→ Page extract:
______________________________
Saturday, March 12, 2005

American Judge Sympathizes with Terrorists

New York Times: A federal judge on Saturday prohibited the government from transferring 13 Yemeni prisoners from the military's detention facility at Guantánamo Bay, Cuba, until a hearing could be held on their lawyers' fear that they might face torture if sent to another country.

The ruling by Judge Rosemary M. Collyer of United States District Court was the first action on at least five emergency petitions filed since Friday by lawyers for Guantánamo detainees after they learned from news reports that the government is seeking to transfer hundreds of prisoners to their home countries.

"We're relieved," said Marc Falkoff, a lawyer for the Yemenis. "If they were moved, the jurisdiction of the court over the case would effectively be dissolved."

Barbara Olshansky, deputy director for litigation at the Center for Constitutional Rights, who helped coordinate the detainees' legal representation, said she expected lawyers for all the detainees to file similar actions by Sunday. She said she planned to seek an order on behalf of several hundred detainees whose names are not known to the lawyers.

The judge's order puts at least a temporary roadblock in the way of the administration's plans to transfer at least half of the 540 detainees at Guantánamo to prisons in other countries, chiefly Saudi Arabia, Afghanistan and Yemen.

John Nowacki, a Justice Department spokesman, said late Saturday that government lawyers were reviewing the ruling and would have no immediate comment.

The government argues that all the prisoners were members of the Qaeda terrorist network or the Taliban in Afghanistan, or have ties to those groups. Mr. Falkoff said that after talking to his clients during two weeklong visits to the detention center and reviewing government documents, he did not believe they were terrorists.
______________________________
→ Excerpted records:

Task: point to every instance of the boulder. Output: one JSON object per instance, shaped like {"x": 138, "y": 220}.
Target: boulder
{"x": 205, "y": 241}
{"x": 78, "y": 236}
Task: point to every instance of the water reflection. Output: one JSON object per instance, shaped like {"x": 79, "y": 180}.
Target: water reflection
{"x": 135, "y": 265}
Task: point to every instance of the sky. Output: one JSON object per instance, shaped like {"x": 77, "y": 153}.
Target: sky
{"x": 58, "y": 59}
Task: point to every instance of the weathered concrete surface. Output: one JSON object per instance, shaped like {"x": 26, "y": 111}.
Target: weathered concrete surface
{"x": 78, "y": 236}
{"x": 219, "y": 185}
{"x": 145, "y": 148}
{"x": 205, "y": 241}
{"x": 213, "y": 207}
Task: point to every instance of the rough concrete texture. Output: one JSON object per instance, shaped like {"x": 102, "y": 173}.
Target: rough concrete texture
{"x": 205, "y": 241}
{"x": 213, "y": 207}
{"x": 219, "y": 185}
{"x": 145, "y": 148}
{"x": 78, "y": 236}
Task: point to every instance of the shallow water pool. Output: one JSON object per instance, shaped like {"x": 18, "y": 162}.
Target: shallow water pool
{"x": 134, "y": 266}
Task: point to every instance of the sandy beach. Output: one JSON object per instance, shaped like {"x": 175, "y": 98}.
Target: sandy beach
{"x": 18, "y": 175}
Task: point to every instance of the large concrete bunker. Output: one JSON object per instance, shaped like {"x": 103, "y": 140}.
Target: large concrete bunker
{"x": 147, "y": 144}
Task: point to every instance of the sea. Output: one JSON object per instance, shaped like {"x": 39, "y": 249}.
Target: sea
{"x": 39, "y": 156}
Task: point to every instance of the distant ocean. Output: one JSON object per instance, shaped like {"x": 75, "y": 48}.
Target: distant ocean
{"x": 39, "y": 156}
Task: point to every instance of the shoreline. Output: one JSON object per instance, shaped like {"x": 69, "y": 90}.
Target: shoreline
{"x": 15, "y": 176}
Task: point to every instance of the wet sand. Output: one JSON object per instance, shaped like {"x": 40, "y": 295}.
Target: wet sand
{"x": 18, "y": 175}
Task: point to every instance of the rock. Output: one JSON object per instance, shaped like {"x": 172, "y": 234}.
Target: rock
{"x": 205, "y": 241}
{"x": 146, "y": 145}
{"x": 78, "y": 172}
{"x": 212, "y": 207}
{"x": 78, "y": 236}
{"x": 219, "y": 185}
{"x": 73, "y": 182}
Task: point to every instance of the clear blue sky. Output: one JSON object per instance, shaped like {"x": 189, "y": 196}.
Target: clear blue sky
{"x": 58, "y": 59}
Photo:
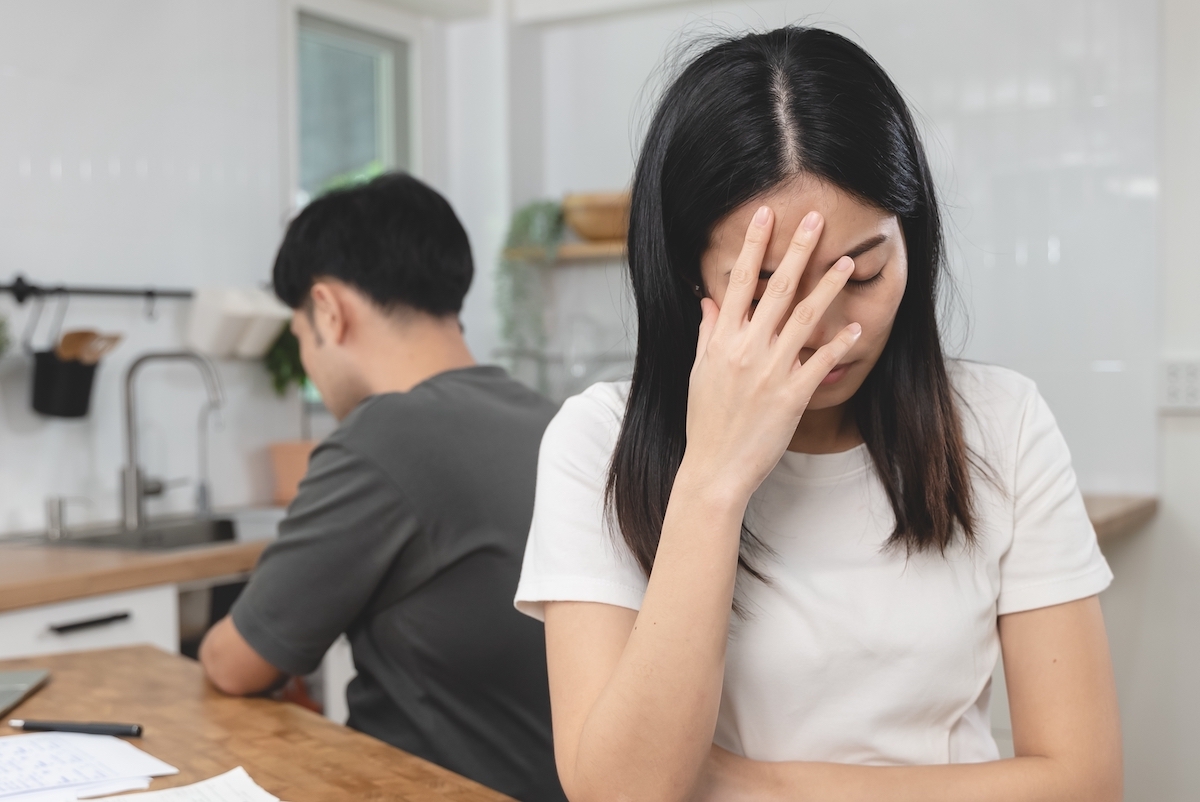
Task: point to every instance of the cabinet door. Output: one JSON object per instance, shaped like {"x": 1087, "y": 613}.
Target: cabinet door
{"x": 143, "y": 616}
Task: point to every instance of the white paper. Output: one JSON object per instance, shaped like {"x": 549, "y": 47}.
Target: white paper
______________________________
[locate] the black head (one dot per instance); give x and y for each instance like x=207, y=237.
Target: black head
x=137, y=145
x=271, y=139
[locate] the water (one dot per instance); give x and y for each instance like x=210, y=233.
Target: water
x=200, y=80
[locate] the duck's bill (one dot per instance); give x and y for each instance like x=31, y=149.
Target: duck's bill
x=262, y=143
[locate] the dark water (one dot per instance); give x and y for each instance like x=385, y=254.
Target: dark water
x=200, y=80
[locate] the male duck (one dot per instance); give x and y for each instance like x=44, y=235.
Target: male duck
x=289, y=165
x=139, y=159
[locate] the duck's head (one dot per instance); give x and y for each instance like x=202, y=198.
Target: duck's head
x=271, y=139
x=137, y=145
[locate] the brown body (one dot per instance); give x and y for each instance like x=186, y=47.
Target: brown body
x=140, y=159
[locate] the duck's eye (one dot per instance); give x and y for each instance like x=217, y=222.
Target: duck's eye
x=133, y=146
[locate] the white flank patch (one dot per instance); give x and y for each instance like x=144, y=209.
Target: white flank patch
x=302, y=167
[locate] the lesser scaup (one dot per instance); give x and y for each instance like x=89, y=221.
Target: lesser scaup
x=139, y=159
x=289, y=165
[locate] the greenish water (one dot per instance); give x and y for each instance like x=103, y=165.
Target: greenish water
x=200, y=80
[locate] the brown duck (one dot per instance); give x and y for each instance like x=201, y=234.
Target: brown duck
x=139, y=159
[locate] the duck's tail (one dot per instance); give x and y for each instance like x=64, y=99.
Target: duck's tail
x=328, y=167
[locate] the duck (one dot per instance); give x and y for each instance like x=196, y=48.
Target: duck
______________________________
→ Requirement A:
Answer these questions from the post on the Guantánamo ruling:
(i) How many Yemeni prisoners did the judge's order cover?
(ii) Who spoke for the Justice Department on the ruling?
(iii) How many detainees does the post give as being held at Guantánamo?
→ Requirement B:
Say whether each statement agrees with the post on the Guantánamo ruling, and quote the words that decide it:
(i) Judge Collyer's ruling was the first action on the emergency petitions filed by detainees' lawyers.
(ii) Barbara Olshansky expected lawyers for all the detainees to file similar actions by Monday.
(iii) Marc Falkoff visited the detention center three times.

→ Written solution A:
(i) 13
(ii) John Nowacki
(iii) 540

→ Written solution B:
(i) Yes: "was the first action on at least five emergency petitions filed since Friday"
(ii) No: "she expected lawyers for all the detainees to file similar actions by Sunday"
(iii) No: "during two weeklong visits to the detention center"